### [WHAT THE EXERCISE ASKS]
Starting from the first line, transcribe the whole listing exactly.
═══
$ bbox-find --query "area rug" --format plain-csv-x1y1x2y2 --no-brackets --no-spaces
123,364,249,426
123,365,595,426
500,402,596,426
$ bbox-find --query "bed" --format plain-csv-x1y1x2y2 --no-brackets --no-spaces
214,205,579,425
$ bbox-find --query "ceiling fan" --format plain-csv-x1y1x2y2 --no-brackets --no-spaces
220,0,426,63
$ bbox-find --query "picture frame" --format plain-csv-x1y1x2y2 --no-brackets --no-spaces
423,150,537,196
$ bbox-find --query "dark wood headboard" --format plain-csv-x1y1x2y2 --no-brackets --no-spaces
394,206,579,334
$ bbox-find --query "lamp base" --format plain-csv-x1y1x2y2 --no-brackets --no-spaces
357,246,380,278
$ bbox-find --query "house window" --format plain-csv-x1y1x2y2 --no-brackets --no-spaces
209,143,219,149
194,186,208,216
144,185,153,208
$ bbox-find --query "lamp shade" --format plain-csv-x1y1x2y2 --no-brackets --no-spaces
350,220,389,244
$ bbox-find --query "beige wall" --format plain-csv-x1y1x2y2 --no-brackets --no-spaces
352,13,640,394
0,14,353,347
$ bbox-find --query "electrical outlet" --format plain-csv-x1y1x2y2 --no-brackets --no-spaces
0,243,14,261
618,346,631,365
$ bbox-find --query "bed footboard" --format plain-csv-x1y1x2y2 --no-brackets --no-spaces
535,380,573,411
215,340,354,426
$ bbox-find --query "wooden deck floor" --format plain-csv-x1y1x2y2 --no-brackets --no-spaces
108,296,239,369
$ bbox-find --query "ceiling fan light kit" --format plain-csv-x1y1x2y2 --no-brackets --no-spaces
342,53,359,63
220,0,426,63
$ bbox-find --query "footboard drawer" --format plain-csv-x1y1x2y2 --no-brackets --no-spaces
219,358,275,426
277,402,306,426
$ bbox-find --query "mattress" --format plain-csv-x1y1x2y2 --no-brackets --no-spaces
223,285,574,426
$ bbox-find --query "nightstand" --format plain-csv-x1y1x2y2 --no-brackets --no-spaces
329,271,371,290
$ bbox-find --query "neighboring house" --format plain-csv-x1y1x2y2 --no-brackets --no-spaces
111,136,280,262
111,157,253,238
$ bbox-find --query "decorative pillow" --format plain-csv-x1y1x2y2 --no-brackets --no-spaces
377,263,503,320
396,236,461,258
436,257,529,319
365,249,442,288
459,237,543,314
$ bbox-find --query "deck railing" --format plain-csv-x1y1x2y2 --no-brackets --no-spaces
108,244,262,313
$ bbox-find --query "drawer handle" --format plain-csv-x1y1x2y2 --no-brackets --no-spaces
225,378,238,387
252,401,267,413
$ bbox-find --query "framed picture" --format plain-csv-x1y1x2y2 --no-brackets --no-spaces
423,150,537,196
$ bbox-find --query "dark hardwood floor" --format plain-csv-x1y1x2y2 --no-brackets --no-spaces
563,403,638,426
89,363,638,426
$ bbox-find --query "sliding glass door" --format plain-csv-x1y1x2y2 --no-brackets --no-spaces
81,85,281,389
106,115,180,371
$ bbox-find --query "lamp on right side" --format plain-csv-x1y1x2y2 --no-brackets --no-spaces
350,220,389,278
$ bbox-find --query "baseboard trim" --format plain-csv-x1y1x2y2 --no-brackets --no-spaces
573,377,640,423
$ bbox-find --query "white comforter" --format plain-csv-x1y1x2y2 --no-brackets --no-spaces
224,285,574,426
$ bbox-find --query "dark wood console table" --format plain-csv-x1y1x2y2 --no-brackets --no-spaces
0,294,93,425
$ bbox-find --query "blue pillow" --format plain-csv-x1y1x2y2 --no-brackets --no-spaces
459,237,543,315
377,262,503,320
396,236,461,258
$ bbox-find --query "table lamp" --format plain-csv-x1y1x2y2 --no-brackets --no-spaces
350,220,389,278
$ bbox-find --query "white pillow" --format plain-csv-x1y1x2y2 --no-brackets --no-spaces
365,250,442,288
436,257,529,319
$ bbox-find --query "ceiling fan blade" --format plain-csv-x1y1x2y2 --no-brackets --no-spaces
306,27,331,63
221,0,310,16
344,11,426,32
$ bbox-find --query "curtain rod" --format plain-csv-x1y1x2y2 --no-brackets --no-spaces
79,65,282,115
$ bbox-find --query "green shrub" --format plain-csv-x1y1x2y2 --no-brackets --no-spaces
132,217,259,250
═══
### [TASK OUTPUT]
$ bbox-find --query "area rug" --format plain-csv-x1y1x2y2 --no-brackets --no-spaces
123,364,249,426
123,365,595,426
500,402,596,426
$ bbox-find --query "bed" --format plain-csv-x1y1x2y2 --no-brackets --no-spaces
214,205,579,425
$ bbox-find --query "ceiling fan" --format plain-csv-x1y1x2y2 --no-brackets --no-spaces
220,0,426,63
$ bbox-find --query "picture frame" --format plain-csv-x1y1x2y2 --no-brackets --no-spaces
423,150,537,196
$ bbox-find --query "dark wood headboard" --format plain-csv-x1y1x2y2 --no-brackets --no-spaces
394,206,579,334
$ bbox-find --query "lamp base" --format plain-csv-x1y1x2y2 --no-brackets --no-spaces
357,246,380,278
$ bbox-find --query "house window" --format plain-csv-x1y1x2y2 --no-brackets --no-spaces
209,143,219,149
194,186,208,216
144,185,153,208
$ bbox-find --query "lamp shade" --format plain-csv-x1y1x2y2 --no-brackets --no-spaces
350,220,389,244
$ bbox-find --query "beige wall" --format plain-csv-x1y1x2y2 --no-brackets --no-spaces
352,13,640,394
0,14,353,347
$ bbox-find --query "electrical outlet" --format plain-csv-x1y1x2y2 --no-brackets --no-spaces
0,243,14,261
618,346,631,365
$ bbox-find --query "bed footboard" --format plain-csv-x1y1x2y2 --no-brackets --no-spaces
535,380,573,411
215,340,354,426
$ bbox-find --query "wooden deck floor" --format plain-csv-x1y1x2y2 --no-brackets --no-spaces
108,296,239,369
$ bbox-find --query "ceiling fan light kit" --format plain-csv-x1y1x2y2 --no-brackets --no-spaces
342,53,359,63
220,0,426,63
$ bbox-find --query "footboard drawer" --format plain-csv-x1y1x2y2 --no-brackets --no-spaces
219,358,275,426
277,402,306,426
$ bbox-find --query "mattress" --format plain-csv-x1y1x2y2 --no-brackets --no-spaces
223,285,574,426
$ bbox-find --query "nightstand" --format plain-csv-x1y1x2y2 --no-brackets --no-spaces
329,271,371,290
$ bbox-find --query "neighboring house" --format plain-csv-x1y1x2y2 --no-brackets --no-spaces
111,136,280,262
111,157,253,238
$ bbox-find --query "decorative pillow" --format plain-csv-x1y1x2y2 --no-brackets --no-spaces
377,263,503,320
396,236,461,258
436,257,529,319
365,249,442,288
459,237,543,314
$ bbox-find --query "deck railing" --format plain-csv-x1y1x2y2 --no-brackets --no-spaces
108,244,262,313
$ bbox-find --query "drawer handle" --format plain-csv-x1y1x2y2 --no-brackets --no-spaces
225,378,238,387
252,401,267,413
$ bbox-find --query "framed picture" --format plain-csv-x1y1x2y2 --no-brackets --no-spaces
423,150,537,196
$ bbox-find --query "dark hardwood floor" --format plain-csv-x1y1x2y2 --no-brackets --no-spaces
563,403,638,426
89,363,638,426
$ bbox-find --query "sliding glass door" --format plain-csv-x1y1x2y2 --no-brackets --no-spaces
81,85,281,389
106,115,180,371
$ bbox-find --query "lamp on right side" --format plain-csv-x1y1x2y2 --no-brackets --no-spaces
350,220,389,278
$ bbox-find --query "baseboard trim" --format plain-csv-x1y1x2y2 --no-brackets --no-spaces
573,377,640,423
$ bbox-find --query "white comforter" --format plain-csv-x1y1x2y2 --no-brackets --no-spaces
224,285,574,426
$ bbox-find --query "dark wood console table" --format plain-csv-x1y1x2y2 --no-brackets --no-spaces
0,294,93,425
$ bbox-find --query "blue pillow" --format plain-csv-x1y1x2y2 --no-brackets --no-spaces
459,237,543,315
377,262,503,320
396,236,461,258
$ bbox-find --query "table lamp" --format plain-csv-x1y1x2y2 --no-brackets --no-spaces
350,220,389,278
$ bbox-find --query "white pillow" --format plain-csv-x1y1x2y2 --no-brackets --no-spaces
365,250,442,288
436,257,529,319
$ bbox-find --query "ceiling fan blade" --format plain-csv-x1y1x2y2 --no-brackets --no-spaces
306,27,331,63
221,0,310,16
344,11,426,32
$ bbox-find --query "curtain rod" --format plain-csv-x1y1x2y2 --no-brackets --no-spaces
79,65,282,115
$ bbox-find --query "green shrub" --format plain-csv-x1y1x2y2 --no-brackets --no-spaces
132,217,259,250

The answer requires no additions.